YOUR GOAL:
Beginning at the line containing "the tree trunk", output every line to the end of the data below exactly as it appears.

^^^^

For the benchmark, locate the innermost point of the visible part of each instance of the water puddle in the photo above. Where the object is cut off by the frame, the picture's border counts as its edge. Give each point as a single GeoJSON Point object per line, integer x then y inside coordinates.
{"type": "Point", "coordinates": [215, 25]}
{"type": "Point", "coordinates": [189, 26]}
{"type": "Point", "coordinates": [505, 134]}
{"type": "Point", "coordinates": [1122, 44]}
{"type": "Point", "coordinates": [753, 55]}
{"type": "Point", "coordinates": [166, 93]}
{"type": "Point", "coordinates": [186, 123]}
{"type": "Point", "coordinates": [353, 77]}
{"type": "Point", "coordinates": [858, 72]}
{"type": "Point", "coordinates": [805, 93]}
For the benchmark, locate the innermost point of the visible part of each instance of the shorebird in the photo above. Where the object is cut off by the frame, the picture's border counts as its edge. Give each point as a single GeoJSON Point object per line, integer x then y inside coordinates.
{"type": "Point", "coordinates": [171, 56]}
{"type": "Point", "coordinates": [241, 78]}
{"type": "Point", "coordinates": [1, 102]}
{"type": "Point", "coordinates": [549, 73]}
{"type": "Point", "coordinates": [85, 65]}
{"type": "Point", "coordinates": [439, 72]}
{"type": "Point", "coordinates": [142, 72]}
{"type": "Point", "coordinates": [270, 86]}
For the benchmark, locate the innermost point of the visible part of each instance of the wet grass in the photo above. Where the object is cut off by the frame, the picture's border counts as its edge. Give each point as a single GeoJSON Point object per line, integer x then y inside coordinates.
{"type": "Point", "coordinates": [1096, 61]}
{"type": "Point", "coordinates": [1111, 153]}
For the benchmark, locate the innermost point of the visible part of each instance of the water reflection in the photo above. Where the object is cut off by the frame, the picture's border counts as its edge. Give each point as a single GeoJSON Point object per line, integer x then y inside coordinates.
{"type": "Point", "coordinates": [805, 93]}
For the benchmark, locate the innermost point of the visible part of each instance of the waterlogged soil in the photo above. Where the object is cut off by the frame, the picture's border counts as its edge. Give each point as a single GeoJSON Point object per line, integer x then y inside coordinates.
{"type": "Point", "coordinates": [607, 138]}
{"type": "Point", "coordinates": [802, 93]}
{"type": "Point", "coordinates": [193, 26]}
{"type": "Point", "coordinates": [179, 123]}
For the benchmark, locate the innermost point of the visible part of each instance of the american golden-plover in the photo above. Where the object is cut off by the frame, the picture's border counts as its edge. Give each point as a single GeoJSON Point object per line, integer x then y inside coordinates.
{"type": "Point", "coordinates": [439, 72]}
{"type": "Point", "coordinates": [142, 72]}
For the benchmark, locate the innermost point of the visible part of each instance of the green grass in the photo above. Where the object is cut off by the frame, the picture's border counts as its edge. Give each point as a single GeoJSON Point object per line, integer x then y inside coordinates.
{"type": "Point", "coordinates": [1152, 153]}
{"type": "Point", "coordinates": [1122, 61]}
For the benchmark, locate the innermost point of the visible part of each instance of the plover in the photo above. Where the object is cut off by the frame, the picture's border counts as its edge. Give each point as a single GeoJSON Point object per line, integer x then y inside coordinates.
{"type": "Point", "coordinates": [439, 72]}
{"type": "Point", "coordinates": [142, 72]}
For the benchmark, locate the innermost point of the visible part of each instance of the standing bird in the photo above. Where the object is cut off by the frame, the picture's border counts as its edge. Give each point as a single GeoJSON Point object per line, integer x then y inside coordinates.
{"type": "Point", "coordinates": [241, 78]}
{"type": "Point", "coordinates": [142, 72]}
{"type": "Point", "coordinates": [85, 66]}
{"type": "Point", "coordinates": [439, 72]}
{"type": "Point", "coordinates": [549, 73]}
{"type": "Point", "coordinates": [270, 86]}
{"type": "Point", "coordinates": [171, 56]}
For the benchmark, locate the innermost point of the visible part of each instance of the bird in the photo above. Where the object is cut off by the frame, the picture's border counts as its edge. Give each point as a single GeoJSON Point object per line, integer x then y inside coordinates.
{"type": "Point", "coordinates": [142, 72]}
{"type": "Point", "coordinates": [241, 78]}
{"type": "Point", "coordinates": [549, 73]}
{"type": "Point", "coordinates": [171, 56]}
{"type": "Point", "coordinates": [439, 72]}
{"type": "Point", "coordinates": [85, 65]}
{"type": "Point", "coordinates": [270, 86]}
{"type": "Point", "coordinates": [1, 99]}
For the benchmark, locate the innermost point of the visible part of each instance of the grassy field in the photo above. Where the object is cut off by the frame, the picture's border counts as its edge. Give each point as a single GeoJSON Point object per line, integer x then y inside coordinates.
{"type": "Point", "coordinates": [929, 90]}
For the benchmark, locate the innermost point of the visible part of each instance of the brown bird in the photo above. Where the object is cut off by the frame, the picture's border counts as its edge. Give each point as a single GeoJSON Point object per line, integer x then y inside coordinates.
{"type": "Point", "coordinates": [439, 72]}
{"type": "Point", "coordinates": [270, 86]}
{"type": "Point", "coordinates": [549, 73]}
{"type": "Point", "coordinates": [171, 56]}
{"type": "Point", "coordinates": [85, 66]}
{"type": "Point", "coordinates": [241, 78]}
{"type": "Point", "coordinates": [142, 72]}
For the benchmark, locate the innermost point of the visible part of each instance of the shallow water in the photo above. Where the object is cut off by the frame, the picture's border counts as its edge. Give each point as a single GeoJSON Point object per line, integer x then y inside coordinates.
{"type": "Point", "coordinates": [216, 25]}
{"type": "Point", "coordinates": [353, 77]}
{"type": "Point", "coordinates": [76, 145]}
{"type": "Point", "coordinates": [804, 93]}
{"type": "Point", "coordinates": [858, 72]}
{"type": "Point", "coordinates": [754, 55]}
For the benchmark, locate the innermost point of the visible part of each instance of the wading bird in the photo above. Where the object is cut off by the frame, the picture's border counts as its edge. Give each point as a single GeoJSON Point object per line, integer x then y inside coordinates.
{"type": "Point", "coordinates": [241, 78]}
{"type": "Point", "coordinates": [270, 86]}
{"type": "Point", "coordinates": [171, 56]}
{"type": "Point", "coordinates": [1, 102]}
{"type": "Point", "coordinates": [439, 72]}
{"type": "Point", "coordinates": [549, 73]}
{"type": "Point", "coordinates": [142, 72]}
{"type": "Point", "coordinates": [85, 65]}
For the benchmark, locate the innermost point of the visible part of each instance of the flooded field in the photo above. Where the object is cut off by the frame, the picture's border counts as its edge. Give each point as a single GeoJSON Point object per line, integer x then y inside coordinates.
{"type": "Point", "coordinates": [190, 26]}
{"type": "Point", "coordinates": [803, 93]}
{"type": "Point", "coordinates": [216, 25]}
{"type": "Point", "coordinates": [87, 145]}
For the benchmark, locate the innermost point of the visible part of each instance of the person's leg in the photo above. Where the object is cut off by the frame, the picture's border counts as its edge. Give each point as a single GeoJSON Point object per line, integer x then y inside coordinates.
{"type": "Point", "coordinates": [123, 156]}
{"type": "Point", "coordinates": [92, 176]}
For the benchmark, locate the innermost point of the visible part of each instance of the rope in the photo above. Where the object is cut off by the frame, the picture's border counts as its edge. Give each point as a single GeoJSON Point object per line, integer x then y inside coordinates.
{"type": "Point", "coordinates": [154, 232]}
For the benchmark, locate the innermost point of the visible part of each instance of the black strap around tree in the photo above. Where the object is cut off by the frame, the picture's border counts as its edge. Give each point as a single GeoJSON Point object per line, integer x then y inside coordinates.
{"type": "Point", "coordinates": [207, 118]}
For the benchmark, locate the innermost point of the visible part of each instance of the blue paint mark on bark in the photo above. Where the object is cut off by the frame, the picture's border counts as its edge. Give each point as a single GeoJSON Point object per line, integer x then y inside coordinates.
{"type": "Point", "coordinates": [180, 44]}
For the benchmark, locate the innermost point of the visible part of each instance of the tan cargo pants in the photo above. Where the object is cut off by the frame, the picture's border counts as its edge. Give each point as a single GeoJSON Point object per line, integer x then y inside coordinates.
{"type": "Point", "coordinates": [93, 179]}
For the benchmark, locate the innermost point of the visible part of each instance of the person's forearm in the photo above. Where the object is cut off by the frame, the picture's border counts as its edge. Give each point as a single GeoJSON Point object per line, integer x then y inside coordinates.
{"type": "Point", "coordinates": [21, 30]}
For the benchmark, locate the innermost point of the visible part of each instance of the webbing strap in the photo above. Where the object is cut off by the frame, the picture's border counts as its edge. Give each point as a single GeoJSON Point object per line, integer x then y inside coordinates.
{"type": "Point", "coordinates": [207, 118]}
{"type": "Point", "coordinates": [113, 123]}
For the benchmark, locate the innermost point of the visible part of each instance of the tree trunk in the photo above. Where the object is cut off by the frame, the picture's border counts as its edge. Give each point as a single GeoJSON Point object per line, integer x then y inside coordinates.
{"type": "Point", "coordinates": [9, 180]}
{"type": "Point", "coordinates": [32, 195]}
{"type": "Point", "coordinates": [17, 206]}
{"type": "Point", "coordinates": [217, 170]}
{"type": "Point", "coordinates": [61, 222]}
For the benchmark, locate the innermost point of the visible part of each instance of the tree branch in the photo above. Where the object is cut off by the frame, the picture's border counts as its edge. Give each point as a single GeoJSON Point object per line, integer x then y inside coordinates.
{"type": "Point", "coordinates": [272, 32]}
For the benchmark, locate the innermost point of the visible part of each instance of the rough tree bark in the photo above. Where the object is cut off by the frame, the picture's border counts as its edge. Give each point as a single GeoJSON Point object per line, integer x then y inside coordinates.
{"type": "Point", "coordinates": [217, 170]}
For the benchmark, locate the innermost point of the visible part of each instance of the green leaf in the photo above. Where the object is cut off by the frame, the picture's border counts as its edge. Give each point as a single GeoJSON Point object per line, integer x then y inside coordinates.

^^^^

RESULT:
For the benchmark, locate the innermost point of the visible part of each instance of the tree trunk in the photo above. Where the object is cut off by the frame, the picture's border counts as its edge. Give each point as a single GeoJSON Point object per line, integer x then y inside coordinates.
{"type": "Point", "coordinates": [9, 180]}
{"type": "Point", "coordinates": [32, 195]}
{"type": "Point", "coordinates": [17, 206]}
{"type": "Point", "coordinates": [217, 170]}
{"type": "Point", "coordinates": [61, 222]}
For the benchmark, locate the innermost point of the visible part of each instance of the tree branch in the photo above. Where the object is cut off by the frame, the picture's border counts as its edge. Give each point as a single GeoJSON Point object per line, integer x then y inside coordinates.
{"type": "Point", "coordinates": [272, 32]}
For the benchmark, locate the innermost point of the visible part of each instance of the rough tree bark in the photo above. Where the object is cut off by the frame, the picture's border counts as its edge. Give each point as a single GeoJSON Point object per line, integer x then y inside coordinates.
{"type": "Point", "coordinates": [217, 170]}
For the benchmark, locate the innermost point of the visible part of each instance of the green leaf in the photo above. Where the object is cut off by the frame, the picture's border counts as its edge. Give each point as a single GeoJSON Point object per line, integer x then y inside coordinates.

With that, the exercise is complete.